What you should do> Reproduce, without changes, the lines from the one containing "Where can you see the fire truck headlight?" through the one containing "Where can you see the emergency", with both of those lines included.
-- Records for this exercise start --
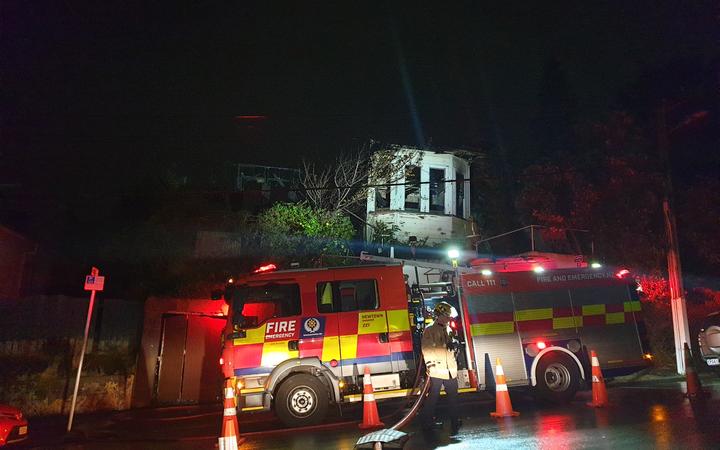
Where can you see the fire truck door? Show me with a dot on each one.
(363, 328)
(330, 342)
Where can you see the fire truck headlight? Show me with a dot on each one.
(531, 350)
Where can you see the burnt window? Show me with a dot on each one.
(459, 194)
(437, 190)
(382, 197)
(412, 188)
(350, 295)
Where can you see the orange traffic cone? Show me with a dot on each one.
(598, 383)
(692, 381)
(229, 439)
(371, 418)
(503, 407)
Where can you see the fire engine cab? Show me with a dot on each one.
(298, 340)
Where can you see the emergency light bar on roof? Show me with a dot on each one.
-- Records for this exercise end --
-- Records for this exercise start --
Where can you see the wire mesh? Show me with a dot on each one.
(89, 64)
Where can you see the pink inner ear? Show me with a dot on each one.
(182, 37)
-- Records for this exercise end --
Task result>
Where can you see the fire truck headlight? Show me with a dot on each one.
(531, 350)
Where can you see the burnt window? Show me with a dot on each one.
(459, 194)
(437, 190)
(382, 197)
(412, 188)
(350, 295)
Where can you see the orange traffic cone? Show me with a dot on each one.
(598, 383)
(692, 381)
(229, 439)
(371, 418)
(503, 407)
Where can you see the fire engine cab? Show me with a dot on each one.
(298, 340)
Where can you see the emergency light bar on roof? Show me with a dot on each one.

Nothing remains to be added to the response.